PROVIDED DATA
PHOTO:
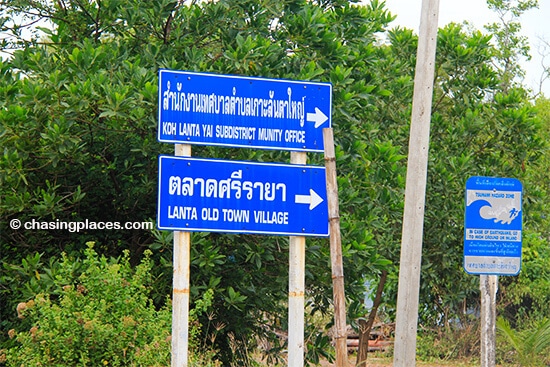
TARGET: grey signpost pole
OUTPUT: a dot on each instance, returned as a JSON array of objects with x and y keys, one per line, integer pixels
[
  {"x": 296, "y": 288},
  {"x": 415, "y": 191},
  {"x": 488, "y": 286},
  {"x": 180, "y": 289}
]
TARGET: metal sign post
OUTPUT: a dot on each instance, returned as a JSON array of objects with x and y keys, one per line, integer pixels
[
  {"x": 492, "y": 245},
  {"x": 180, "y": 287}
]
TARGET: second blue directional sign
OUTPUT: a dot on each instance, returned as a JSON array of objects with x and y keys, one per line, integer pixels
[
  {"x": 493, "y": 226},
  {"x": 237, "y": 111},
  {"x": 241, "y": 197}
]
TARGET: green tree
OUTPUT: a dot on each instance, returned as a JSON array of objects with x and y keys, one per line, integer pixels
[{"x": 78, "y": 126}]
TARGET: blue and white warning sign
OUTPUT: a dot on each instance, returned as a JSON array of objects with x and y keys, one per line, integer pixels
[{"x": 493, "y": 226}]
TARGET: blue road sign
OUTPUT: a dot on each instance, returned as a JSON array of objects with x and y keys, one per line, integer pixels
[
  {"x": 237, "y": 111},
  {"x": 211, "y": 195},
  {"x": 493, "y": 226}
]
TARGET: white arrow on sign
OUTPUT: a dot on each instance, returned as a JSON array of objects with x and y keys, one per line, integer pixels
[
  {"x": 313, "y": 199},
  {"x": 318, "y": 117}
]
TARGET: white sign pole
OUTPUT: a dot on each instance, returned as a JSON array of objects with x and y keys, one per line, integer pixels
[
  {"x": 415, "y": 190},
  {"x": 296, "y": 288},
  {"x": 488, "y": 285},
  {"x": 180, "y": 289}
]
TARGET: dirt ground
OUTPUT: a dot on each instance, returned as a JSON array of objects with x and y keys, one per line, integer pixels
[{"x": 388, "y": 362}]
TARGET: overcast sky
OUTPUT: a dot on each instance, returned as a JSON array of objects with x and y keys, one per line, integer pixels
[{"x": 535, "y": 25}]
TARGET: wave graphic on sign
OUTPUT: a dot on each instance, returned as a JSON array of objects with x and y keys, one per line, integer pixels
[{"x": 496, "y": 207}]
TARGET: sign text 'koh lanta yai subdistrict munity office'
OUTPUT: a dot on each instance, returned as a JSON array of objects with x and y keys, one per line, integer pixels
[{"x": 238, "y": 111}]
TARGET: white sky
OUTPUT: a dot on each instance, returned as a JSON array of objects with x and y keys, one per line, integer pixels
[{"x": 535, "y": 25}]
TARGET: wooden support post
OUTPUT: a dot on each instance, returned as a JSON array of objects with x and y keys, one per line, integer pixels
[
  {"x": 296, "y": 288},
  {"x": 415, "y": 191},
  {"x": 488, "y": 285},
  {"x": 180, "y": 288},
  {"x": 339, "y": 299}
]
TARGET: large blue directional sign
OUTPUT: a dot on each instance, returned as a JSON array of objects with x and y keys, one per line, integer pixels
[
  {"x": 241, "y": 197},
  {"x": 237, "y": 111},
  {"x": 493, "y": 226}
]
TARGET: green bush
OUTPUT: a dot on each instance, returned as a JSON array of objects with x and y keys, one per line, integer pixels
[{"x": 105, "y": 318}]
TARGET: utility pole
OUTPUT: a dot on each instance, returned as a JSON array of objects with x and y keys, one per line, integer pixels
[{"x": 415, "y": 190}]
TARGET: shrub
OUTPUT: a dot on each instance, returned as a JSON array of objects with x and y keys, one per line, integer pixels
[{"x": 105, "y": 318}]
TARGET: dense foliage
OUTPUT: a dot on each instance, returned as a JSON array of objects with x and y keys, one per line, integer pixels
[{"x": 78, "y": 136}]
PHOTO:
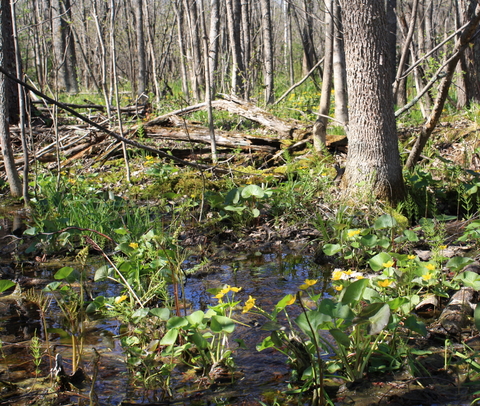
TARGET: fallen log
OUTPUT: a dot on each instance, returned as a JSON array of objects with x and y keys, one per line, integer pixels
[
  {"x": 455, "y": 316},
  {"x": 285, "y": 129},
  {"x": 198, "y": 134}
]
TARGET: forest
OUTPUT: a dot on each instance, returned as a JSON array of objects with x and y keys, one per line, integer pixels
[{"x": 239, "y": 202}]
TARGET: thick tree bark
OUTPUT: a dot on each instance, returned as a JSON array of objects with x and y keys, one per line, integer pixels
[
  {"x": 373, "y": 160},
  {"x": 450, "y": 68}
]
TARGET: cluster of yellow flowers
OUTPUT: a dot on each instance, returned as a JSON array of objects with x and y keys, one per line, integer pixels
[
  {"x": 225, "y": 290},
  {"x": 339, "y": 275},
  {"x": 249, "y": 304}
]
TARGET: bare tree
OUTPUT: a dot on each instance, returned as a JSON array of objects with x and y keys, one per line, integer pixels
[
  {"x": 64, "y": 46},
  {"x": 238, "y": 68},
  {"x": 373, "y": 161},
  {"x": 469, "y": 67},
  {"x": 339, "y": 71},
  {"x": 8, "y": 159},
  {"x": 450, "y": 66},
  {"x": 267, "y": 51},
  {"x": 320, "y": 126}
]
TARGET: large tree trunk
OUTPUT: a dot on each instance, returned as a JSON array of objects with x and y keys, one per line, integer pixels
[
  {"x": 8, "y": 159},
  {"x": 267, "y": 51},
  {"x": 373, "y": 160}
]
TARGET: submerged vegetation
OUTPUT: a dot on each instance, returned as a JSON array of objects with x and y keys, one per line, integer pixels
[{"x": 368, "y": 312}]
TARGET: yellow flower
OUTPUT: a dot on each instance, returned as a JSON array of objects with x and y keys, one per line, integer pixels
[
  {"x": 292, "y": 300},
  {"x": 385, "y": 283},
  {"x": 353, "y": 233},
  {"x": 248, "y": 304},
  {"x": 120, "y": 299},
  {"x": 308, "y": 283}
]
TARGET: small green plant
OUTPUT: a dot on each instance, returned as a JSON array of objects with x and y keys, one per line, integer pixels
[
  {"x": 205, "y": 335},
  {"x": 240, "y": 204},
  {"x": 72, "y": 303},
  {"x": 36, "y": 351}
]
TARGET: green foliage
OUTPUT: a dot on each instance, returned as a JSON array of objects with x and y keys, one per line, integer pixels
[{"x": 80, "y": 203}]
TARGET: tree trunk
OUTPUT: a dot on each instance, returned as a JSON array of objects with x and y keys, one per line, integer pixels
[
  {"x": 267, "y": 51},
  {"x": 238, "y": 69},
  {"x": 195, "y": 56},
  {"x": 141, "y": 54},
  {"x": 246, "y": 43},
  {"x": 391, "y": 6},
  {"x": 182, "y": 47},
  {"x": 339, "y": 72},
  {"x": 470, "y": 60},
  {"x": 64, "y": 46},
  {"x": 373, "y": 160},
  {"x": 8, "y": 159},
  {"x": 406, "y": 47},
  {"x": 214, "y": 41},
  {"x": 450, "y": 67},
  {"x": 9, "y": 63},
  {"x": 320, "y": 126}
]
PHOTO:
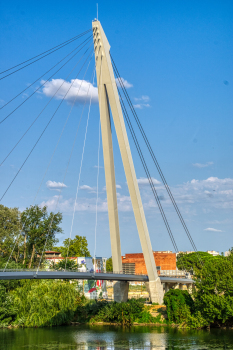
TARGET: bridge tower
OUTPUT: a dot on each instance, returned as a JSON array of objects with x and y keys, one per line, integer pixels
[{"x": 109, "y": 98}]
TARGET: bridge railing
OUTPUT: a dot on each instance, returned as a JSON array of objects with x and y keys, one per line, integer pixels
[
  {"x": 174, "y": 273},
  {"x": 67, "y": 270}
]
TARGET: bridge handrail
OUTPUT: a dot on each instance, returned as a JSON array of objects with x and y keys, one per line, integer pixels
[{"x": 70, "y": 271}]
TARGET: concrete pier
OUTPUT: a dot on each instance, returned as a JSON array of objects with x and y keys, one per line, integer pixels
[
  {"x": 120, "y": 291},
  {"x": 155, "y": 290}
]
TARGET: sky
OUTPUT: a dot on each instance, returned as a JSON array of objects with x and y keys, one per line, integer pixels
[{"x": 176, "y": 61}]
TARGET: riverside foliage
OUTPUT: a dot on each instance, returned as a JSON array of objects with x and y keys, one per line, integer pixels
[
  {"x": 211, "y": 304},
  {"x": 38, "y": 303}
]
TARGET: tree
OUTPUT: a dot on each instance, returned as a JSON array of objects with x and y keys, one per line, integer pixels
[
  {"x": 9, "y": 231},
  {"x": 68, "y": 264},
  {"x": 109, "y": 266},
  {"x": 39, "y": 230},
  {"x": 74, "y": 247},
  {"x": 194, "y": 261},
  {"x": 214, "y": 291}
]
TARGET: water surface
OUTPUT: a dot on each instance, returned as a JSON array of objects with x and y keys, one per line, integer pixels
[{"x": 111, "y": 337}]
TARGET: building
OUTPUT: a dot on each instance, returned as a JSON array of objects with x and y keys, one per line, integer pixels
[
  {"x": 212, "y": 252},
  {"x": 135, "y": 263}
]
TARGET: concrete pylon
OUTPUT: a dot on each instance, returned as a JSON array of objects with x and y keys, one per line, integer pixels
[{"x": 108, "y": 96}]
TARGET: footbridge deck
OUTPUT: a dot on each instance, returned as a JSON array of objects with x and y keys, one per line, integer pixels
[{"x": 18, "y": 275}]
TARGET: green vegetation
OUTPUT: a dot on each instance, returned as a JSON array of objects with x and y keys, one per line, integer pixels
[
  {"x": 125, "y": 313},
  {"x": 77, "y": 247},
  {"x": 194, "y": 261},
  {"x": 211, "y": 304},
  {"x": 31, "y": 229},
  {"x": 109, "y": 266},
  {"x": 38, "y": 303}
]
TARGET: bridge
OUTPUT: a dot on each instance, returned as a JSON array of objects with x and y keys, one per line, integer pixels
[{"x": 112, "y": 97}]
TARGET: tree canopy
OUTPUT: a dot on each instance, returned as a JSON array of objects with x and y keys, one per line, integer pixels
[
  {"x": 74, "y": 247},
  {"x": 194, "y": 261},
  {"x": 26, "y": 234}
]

WHAT NEEDS TO BE DONE
Look above for the line containing "TARGET: water surface"; copy from it through the last line, exactly, and nothing more.

RESULT
TARGET: water surface
OUTPUT: a dot on each instance, returned as a JSON array of objects with x and y keys, one per line, integer pixels
[{"x": 111, "y": 337}]
TARGET: building
OUTPUT: a dot on each instance, returned as a JSON array of objects with x and y keys, one per line, integer pixels
[
  {"x": 212, "y": 252},
  {"x": 135, "y": 263}
]
TARGET: concrete pylon
OUTPUT: a dot on each instance, returned as a JSON array of objects with x and y keys, one per line, integer pixels
[{"x": 108, "y": 96}]
TARGET: footbridge deck
OUTPUT: a dot on each instance, returned as a JSON array of objects with x and y keys, one per line, integer pixels
[{"x": 18, "y": 275}]
TARGET: green vegetation
OUTPUT: a dot on each instance, returned as a JSON array of objects with x and y keys, one per line, integer pixels
[
  {"x": 125, "y": 313},
  {"x": 77, "y": 247},
  {"x": 194, "y": 261},
  {"x": 211, "y": 304},
  {"x": 31, "y": 229},
  {"x": 109, "y": 266},
  {"x": 38, "y": 303}
]
TARGET: bridge
OUTPUT: a dot on each instance, returned as a JSON array of objects with x and y keys, one per line, integer pixels
[{"x": 112, "y": 97}]
TARGET: tree canopy
OUTPUT: a dot on each instance, returned as a JSON array of objects with x and y keys, one per line, integer pixels
[
  {"x": 74, "y": 247},
  {"x": 194, "y": 261},
  {"x": 26, "y": 234}
]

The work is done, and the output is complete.